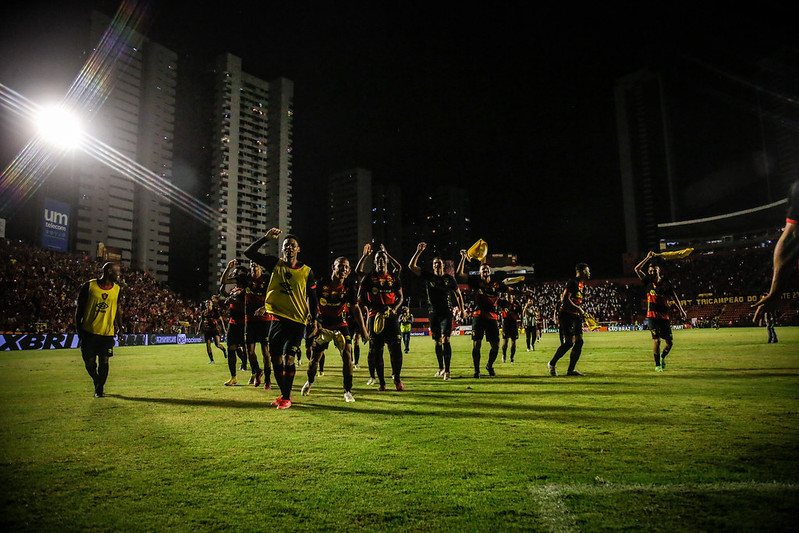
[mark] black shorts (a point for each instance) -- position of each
(660, 328)
(235, 334)
(256, 331)
(92, 345)
(285, 337)
(390, 333)
(345, 330)
(570, 325)
(485, 327)
(440, 325)
(510, 330)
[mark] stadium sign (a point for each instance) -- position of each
(24, 341)
(55, 226)
(37, 342)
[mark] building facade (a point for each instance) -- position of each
(251, 157)
(137, 120)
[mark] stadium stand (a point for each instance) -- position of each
(39, 288)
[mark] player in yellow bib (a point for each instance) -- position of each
(97, 320)
(291, 298)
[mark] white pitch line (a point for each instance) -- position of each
(557, 518)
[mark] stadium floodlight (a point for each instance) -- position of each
(59, 127)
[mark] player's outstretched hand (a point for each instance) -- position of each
(765, 304)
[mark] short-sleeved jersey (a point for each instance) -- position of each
(529, 316)
(486, 297)
(657, 298)
(406, 323)
(236, 305)
(255, 297)
(211, 319)
(793, 204)
(288, 291)
(100, 309)
(511, 311)
(440, 290)
(336, 302)
(380, 291)
(574, 288)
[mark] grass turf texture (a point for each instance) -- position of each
(709, 444)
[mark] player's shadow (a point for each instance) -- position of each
(192, 402)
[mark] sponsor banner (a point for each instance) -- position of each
(55, 226)
(179, 338)
(25, 341)
(706, 299)
(626, 328)
(37, 342)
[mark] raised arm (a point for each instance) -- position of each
(225, 279)
(460, 274)
(359, 268)
(412, 264)
(253, 254)
(785, 253)
(396, 264)
(639, 268)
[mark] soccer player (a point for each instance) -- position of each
(381, 292)
(97, 319)
(511, 313)
(786, 253)
(210, 321)
(256, 325)
(570, 319)
(237, 315)
(291, 299)
(338, 306)
(440, 287)
(486, 292)
(659, 296)
(530, 322)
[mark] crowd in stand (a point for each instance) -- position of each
(39, 288)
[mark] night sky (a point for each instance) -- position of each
(510, 100)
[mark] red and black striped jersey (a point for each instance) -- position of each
(574, 291)
(657, 299)
(380, 291)
(486, 297)
(335, 303)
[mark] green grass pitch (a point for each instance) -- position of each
(710, 444)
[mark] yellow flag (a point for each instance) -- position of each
(676, 254)
(591, 322)
(479, 250)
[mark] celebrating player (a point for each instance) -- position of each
(440, 287)
(210, 322)
(570, 319)
(511, 313)
(338, 304)
(381, 292)
(97, 320)
(234, 299)
(660, 294)
(484, 323)
(291, 299)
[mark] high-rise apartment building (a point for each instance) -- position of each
(251, 154)
(137, 120)
(349, 213)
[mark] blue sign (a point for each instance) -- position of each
(55, 228)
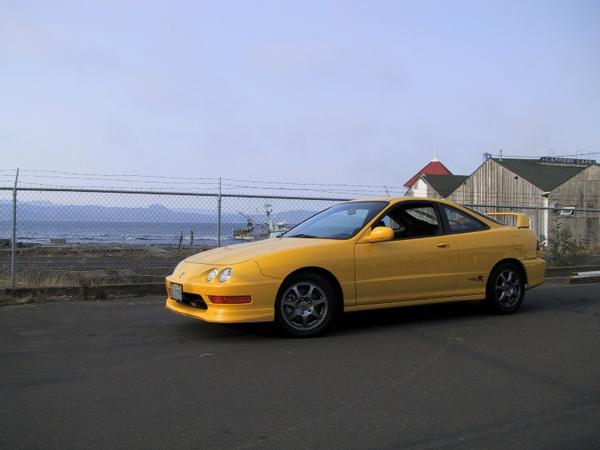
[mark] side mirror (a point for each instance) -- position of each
****
Copy out all of the material above word for word, but leave the pictures out.

[mark] black shorts (a point for each instance) -- position of each
(660, 328)
(235, 334)
(256, 331)
(92, 345)
(285, 337)
(390, 333)
(345, 330)
(570, 325)
(485, 327)
(440, 325)
(510, 330)
[mark] stadium sign (a point for each instance) -- position of each
(24, 341)
(55, 226)
(37, 342)
[mark] building facade (a point for each instance) -- position of each
(251, 157)
(137, 120)
[mark] stadium stand (a point for each instance) -- position of each
(39, 288)
[mark] player in yellow bib (a point for each instance) -- position of each
(97, 320)
(291, 298)
[mark] white pitch line (a point for each instance) -- position of each
(557, 518)
[mark] stadium floodlight (a point for each instance) -- position of each
(59, 127)
[mark] player's outstretched hand (a point for each instance) -- position of each
(765, 304)
[mark] short-sleeved jersey (a point for each instance) -- position of each
(529, 316)
(486, 297)
(657, 298)
(406, 323)
(236, 305)
(255, 297)
(211, 319)
(793, 204)
(288, 291)
(100, 309)
(511, 311)
(440, 290)
(336, 302)
(380, 291)
(574, 288)
[mark] grass turf texture (a point for each instance) -- position of each
(709, 444)
[mark] player's shadow (a point for each instance) -- position of each
(192, 402)
[mark] sponsor banner (a point for each instance) -- position of each
(55, 226)
(179, 338)
(25, 341)
(706, 299)
(626, 328)
(37, 342)
[mark] raised arm (a point for each instance) -- position of each
(225, 279)
(460, 274)
(359, 268)
(412, 264)
(253, 254)
(785, 253)
(396, 264)
(639, 268)
[mark] soccer player (a point for each instance) -- position of each
(381, 292)
(97, 319)
(511, 313)
(786, 253)
(210, 321)
(256, 325)
(570, 319)
(237, 315)
(291, 299)
(338, 306)
(440, 287)
(486, 292)
(659, 296)
(530, 322)
[mark] crowd in stand (a point for each instance) -- position of each
(39, 288)
[mark] night sky (a point for each instance) -- position of each
(510, 100)
[mark] red and black striped jersey (a point for each instance) -- position of each
(574, 291)
(657, 299)
(380, 291)
(486, 297)
(335, 303)
[mark] green grass pitch (a point for each instance) -- position of each
(710, 444)
[mark] yellow flag (a point for each instance) -- position of each
(676, 254)
(591, 322)
(479, 250)
[mark] celebrating player (a point for each instance) -- position of each
(440, 287)
(210, 322)
(570, 319)
(511, 313)
(338, 304)
(381, 292)
(97, 320)
(234, 299)
(660, 294)
(484, 323)
(291, 299)
[mark] high-rise apartment building (a point for each instance) -- position of each
(251, 154)
(137, 120)
(349, 213)
[mark] blue sign (a point for each instance) -- position of each
(55, 228)
[mark] side mirror (a point for each instance) -- position of each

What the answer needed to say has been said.